Contemporaneamente si poneva il problema dell'installazione delle sedi locali della "nuova" Inquisizione, il che andava trattato di volta in volta con le varie autorità civili, spesso gelose della propria autonomia giurisdizionale. In due casi si crearono sistemi "misti", nei quali le autorità civili si preoccuparono di affiancare all'Inquisizione ecclesiastica dei magistrati laici. A Lucca, dove il potere inquisitoriale rimase nelle mani del vescovo, fu istituita nel 1545 la magistratura dell'Offizio sopra la religione. A Venezia invece il potere inquisitoriale fu spartito tra il nunzio, l'inquisitore di nomina papale, il patriarca della città e la magistratura dei tre Savi sopra l'eresia, istituita nel 1547.

La battaglia decisiva negli anni del papato di Giulio III

Una battaglia decisiva si svolse negli anni del papato di Giulio III, che odiava profondamente il cardinal Carafa, nondimeno a stento riusciva a moderare il suo impeto inquisitoriale. Giulio III avviò un politica a favore dell'indulto e della delazione. Ne approfittò subito don Pietro Manelfi, la cui delazione del 1551 consentì lo smantellamento dell'anabattismo veneto. Peraltro Giulio III tentò di mettere un freno all'intransigenza e alla sete di potere dei cardinali inquisitori: fu proprio negli anni del suo papato che il Sant’Uffizio avviò l’indagine a carico del cardinal Morone: Giulio III impose la cassazione del processo, ma il Carafa si rifiutò di obbedire. Inoltre il Sant’Uffizio fece arrestare e mise sotto processo il vescovo di Bergamo Vittore Soranzo, protetto dai cardinali Pole e Morone, e ancora una volta l’intervento papale fu provvidenziale per salvare l’imputato. Ma la battaglia fu infine vinta dagli inquisitori, tant’è che di lì a poco, nel 1555, divennero pontefici: prima Marcello Cervini (Marcello II), poi il Carafa stesso (Paolo IV).

Il papato di Paolo IV: l'esplosione della lotta contro l'eresia

Alla fine del papato di Giulio III la Congregazione del Sant’Uffizio risultava composta dai cardinali Carafa, Carpi, Toledo, Verallo, Cervini e Puteo. Glo "intransigenti" avevano ormai "conquistato" la Congregazione. La tappa successiva sarebbe stata la "conquista" del papato e dell'intera curia romana. Cosa che avvenne pienamente con Paolo IV, sotto il cui regno il Sant’Uffizio ampliò a dismisura il suo potere e le sue competenze. I cardinali membri del Sant’Uffizio, ridottisi a quattro (con le elezioni al trono pontificio del Cervini – seguita dalla sua prematura morte – e quindi del Carafa), furono in breve aumentati fino a quindici, con l’immissione nella compagine di fieri intransigenti fedelissimi di Paolo IV: per esempio, Michele Ghislieri, già commissario generale del Sant’Uffizio, nominato per l’occasione cardinale e inquisitor magnus et perpetuus, e gli altri neocardinali Giovanni Antonio Capizuchi, Bernardino Scotti, Scipione Rebiba, Virgilio Rosario.
+ + +
## Cosa farai:
**1.** Riformula come elenco puntato il paragrafo del testo sull'Inquisizione che inizia con "Alla fine del papato di Giulio III". Mantieni i fatti principali.
**2.** Riporta alla lettera dal testo sull'Inquisizione la parte che si apre con le parole contenenti "Contemporaneamente si poneva" e si chiude con "istituita nel 1547.".

[Voci di annotazione con riquadri di delimitazione]
+ + +
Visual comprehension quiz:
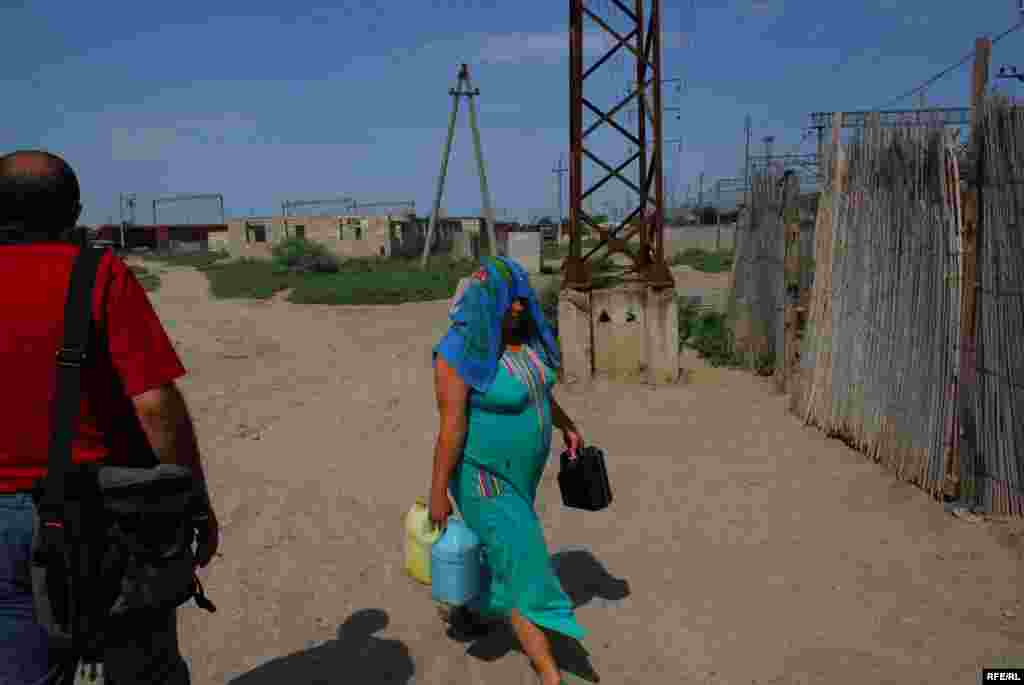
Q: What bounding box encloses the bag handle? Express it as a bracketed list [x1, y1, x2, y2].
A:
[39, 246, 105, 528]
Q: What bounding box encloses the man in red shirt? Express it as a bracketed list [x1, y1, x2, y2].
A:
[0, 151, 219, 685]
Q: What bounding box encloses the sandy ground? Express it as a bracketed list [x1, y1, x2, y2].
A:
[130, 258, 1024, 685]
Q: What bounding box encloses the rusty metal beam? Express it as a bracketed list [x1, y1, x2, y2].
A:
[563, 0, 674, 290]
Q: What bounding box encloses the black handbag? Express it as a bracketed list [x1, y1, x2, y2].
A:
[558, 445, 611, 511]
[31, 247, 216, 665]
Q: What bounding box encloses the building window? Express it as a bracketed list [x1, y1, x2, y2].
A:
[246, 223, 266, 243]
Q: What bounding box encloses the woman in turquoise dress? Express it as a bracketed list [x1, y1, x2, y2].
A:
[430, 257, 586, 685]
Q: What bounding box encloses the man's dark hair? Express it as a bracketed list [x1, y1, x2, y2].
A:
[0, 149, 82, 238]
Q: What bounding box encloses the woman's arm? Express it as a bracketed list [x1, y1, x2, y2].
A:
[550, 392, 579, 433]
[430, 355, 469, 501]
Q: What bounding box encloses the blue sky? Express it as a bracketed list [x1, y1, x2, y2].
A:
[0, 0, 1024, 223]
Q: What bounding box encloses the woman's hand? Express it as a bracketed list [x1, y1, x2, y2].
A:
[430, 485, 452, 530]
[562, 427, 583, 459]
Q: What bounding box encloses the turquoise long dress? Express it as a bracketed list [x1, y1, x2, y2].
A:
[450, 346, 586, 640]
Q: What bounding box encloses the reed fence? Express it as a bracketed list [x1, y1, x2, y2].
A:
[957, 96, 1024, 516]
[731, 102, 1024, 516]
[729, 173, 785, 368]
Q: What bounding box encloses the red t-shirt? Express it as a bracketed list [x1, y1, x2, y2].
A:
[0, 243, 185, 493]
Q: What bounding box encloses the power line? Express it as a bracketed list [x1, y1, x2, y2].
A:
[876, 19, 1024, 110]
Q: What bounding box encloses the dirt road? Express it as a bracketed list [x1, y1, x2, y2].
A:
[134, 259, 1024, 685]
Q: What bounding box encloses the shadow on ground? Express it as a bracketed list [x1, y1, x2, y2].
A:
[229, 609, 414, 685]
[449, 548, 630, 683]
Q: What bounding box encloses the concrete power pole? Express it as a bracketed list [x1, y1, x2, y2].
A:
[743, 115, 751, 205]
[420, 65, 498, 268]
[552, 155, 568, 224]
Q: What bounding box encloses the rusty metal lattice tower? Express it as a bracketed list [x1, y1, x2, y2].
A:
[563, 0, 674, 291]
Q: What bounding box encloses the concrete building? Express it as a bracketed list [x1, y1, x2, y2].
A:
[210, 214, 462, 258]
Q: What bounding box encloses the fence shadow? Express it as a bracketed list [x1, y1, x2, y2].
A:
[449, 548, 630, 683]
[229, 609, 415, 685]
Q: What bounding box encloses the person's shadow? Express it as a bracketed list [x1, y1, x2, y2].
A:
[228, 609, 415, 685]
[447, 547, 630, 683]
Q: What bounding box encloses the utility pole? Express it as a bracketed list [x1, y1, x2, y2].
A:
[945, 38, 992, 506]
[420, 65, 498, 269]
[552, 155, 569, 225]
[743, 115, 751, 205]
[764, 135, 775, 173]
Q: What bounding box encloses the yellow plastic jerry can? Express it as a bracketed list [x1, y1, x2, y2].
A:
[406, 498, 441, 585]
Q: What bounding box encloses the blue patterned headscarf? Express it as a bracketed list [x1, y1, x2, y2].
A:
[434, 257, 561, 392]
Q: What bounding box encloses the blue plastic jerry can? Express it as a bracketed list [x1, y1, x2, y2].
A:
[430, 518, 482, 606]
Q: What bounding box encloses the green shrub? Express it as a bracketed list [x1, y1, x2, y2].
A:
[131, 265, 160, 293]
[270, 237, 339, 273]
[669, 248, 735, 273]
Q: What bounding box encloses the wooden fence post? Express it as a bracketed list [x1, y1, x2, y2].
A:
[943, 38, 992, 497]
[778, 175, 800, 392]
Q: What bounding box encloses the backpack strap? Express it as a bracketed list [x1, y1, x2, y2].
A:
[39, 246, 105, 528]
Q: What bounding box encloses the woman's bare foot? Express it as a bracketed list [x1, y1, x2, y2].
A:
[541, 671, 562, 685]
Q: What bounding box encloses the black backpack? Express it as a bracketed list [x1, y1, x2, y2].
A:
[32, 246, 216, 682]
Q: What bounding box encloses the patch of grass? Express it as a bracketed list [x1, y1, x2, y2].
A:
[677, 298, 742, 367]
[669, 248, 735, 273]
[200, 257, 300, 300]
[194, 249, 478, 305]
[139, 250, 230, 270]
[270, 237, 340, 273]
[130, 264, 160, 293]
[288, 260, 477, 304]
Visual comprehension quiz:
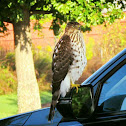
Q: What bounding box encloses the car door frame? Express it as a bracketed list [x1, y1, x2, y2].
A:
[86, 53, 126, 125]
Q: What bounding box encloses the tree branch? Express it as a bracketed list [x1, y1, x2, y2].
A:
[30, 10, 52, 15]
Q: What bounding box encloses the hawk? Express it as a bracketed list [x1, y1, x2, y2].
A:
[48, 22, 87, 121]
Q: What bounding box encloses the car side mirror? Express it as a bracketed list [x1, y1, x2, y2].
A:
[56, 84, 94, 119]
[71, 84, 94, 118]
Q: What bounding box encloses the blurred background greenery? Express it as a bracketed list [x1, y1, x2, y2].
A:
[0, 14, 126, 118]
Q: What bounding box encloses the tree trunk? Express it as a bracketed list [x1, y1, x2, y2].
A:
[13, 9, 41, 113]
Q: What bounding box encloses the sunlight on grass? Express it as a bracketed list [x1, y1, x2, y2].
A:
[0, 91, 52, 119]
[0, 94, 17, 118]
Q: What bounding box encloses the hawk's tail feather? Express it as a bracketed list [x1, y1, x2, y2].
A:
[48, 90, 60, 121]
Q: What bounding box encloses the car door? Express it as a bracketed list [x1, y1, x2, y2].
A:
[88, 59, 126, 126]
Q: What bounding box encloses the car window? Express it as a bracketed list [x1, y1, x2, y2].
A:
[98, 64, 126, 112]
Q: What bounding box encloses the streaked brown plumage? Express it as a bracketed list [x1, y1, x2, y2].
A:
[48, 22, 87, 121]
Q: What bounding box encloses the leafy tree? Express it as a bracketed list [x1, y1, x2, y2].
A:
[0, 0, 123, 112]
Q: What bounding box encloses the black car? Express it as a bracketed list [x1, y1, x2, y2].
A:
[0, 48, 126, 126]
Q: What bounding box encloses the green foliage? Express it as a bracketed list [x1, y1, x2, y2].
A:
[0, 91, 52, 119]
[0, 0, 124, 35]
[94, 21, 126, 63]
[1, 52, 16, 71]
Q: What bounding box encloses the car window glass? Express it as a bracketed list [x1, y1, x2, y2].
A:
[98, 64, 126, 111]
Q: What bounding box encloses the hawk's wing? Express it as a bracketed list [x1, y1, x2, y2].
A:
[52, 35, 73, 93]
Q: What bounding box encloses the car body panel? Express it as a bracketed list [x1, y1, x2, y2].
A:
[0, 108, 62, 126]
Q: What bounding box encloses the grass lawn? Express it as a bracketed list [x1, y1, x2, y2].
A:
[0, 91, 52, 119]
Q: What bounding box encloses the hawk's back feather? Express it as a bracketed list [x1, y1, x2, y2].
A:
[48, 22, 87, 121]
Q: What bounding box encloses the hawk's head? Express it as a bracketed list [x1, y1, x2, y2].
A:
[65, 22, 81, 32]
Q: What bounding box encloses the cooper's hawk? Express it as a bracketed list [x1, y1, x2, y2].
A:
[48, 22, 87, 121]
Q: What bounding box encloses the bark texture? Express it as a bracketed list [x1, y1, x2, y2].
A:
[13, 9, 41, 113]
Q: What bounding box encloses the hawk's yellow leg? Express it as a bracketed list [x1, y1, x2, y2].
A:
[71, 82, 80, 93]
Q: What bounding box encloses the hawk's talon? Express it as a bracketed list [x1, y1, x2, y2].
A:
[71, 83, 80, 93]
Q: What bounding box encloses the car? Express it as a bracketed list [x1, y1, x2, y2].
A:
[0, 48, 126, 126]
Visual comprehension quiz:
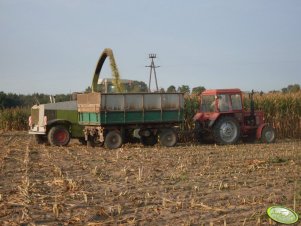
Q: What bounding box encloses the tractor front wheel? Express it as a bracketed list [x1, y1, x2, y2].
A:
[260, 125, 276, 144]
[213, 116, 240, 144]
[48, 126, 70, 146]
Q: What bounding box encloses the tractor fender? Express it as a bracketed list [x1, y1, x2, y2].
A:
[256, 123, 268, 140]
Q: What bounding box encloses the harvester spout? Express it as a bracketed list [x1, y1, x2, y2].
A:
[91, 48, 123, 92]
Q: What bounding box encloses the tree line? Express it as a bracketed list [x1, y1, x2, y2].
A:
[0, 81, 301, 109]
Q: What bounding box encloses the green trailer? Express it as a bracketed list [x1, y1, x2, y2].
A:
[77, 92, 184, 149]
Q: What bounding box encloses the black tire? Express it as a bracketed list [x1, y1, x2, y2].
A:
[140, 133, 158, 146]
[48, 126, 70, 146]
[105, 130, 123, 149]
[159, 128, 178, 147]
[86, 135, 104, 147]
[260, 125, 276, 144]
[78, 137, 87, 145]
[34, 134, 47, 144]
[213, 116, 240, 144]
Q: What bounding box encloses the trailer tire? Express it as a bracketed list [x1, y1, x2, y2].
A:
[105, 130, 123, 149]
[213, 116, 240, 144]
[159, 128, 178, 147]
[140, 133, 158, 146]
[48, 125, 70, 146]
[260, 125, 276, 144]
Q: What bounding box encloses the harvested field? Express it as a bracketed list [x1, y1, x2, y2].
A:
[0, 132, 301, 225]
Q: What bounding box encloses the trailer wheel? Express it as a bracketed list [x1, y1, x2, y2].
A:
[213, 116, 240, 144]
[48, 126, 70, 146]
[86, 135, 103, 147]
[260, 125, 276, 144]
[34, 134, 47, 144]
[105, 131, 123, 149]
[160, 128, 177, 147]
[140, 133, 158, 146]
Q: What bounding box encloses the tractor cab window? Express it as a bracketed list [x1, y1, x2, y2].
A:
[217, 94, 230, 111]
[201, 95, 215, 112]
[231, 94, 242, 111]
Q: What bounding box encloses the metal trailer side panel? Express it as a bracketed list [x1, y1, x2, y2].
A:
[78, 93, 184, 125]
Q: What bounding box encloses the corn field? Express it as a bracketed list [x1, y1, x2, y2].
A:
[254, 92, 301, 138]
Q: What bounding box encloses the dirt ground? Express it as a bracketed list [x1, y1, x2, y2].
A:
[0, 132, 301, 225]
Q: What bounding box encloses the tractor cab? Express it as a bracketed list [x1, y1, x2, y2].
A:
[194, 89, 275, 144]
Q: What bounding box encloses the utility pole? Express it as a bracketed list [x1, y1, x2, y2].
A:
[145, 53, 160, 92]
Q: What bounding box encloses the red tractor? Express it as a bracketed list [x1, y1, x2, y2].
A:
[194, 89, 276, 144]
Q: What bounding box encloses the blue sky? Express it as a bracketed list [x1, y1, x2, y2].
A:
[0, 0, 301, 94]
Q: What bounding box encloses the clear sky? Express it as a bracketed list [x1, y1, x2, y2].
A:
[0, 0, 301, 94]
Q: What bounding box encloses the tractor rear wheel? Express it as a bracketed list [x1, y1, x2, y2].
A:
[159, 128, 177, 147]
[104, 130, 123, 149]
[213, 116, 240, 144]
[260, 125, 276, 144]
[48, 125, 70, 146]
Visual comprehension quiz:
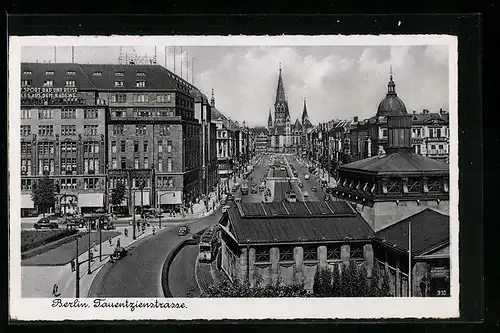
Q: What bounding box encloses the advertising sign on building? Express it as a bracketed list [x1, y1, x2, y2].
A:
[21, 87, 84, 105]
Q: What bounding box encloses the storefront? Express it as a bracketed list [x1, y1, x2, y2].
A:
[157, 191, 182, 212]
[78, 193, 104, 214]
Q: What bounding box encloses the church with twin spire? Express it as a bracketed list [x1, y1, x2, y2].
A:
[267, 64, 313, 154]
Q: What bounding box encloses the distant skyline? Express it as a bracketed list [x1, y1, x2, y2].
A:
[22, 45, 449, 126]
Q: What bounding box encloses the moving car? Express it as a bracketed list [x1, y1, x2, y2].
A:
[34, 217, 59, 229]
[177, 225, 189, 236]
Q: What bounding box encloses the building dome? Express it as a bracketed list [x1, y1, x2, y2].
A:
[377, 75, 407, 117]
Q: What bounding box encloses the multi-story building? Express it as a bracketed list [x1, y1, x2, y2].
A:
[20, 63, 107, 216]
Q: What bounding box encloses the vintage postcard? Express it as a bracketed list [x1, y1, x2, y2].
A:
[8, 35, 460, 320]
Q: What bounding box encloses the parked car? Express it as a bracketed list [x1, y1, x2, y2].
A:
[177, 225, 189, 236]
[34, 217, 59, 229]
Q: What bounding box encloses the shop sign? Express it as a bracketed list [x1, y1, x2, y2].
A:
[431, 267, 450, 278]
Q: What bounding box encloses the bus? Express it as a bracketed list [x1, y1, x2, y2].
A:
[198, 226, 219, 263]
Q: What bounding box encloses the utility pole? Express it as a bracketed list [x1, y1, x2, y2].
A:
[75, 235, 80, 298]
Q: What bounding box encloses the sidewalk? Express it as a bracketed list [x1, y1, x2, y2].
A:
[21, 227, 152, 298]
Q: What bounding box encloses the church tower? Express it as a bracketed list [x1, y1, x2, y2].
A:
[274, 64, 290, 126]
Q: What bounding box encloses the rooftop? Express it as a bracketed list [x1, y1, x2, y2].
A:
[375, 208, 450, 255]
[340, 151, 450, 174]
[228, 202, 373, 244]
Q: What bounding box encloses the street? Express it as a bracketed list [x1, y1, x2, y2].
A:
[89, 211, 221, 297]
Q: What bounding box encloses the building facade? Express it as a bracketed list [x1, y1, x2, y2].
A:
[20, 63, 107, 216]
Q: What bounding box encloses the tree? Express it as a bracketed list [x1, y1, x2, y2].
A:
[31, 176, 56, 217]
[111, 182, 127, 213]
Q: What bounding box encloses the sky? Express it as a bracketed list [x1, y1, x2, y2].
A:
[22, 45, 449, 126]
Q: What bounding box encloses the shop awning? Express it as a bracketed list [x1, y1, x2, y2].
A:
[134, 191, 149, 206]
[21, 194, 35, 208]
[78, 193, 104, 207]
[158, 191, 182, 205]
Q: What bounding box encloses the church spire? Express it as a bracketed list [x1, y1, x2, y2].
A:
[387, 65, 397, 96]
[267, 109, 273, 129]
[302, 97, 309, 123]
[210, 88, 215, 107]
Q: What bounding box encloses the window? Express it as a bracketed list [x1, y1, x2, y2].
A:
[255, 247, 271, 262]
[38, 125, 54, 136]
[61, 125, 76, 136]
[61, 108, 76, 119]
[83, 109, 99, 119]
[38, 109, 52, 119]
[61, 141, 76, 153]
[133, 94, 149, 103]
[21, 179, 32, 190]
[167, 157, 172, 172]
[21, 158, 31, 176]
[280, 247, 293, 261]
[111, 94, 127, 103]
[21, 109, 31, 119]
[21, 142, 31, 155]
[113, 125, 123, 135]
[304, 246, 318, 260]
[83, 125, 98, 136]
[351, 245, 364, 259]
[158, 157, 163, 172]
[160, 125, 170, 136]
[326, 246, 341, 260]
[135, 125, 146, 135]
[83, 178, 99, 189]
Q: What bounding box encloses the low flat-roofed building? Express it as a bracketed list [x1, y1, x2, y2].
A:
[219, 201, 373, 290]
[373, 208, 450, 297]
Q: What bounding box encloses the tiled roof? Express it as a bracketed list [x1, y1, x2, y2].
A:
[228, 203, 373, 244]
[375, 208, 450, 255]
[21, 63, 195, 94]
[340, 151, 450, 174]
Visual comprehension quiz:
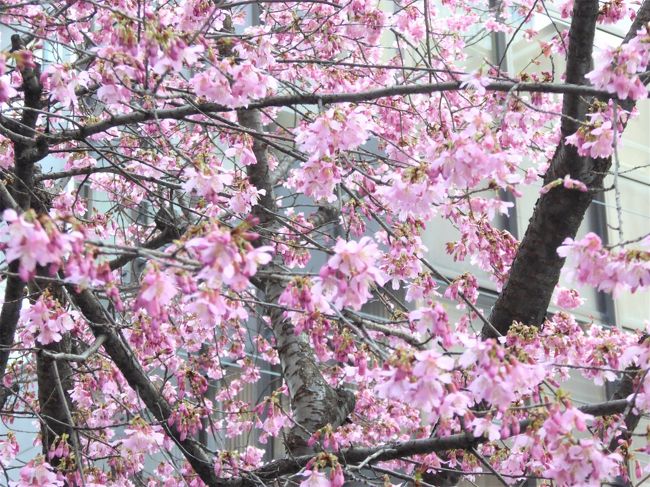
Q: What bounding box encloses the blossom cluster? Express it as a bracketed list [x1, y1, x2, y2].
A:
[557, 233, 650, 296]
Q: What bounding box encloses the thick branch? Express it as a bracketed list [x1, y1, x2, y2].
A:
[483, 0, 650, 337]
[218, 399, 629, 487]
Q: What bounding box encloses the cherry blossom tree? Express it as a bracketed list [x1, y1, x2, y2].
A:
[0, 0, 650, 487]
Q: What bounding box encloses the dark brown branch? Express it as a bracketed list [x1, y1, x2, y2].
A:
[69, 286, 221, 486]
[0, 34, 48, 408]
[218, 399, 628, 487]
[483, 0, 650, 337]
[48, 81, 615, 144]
+ + +
## Risposte fornite:
**1.**
- Alla fine del papato di Giulio III la Congregazione del Sant'Uffizio era composta dai cardinali Carafa, Carpi, Toledo, Verallo, Cervini e Puteo, e gli intransigenti l'avevano ormai conquistata.
- La conquista del papato e dell'intera curia romana si compì pienamente con Paolo IV. Sotto il suo regno il Sant'Uffizio ampliò a dismisura potere e competenze.
- I cardinali membri si erano ridotti a quattro dopo l'elezione al trono pontificio del Cervini, seguita dalla sua prematura morte, e poi del Carafa. In breve salirono a quindici con l'ingresso di intransigenti fedelissimi a Paolo IV.
- Tra i nuovi membri c'erano Michele Ghislieri, già commissario generale del Sant'Uffizio, nominato cardinale e inquisitor magnus et perpetuus, e i neocardinali Giovanni Antonio Capizuchi, Bernardino Scotti, Scipione Rebiba e Virgilio Rosario.

**2.**
Contemporaneamente si poneva il problema dell'installazione delle sedi locali della "nuova" Inquisizione, il che andava trattato di volta in volta con le varie autorità civili, spesso gelose della propria autonomia giurisdizionale. In due casi si crearono sistemi "misti", nei quali le autorità civili si preoccuparono di affiancare all'Inquisizione ecclesiastica dei magistrati laici. A Lucca, dove il potere inquisitoriale rimase nelle mani del vescovo, fu istituita nel 1545 la magistratura dell'Offizio sopra la religione. A Venezia invece il potere inquisitoriale fu spartito tra il nunzio, l'inquisitore di nomina papale, il patriarca della città e la magistratura dei tre Savi sopra l'eresia, istituita nel 1547.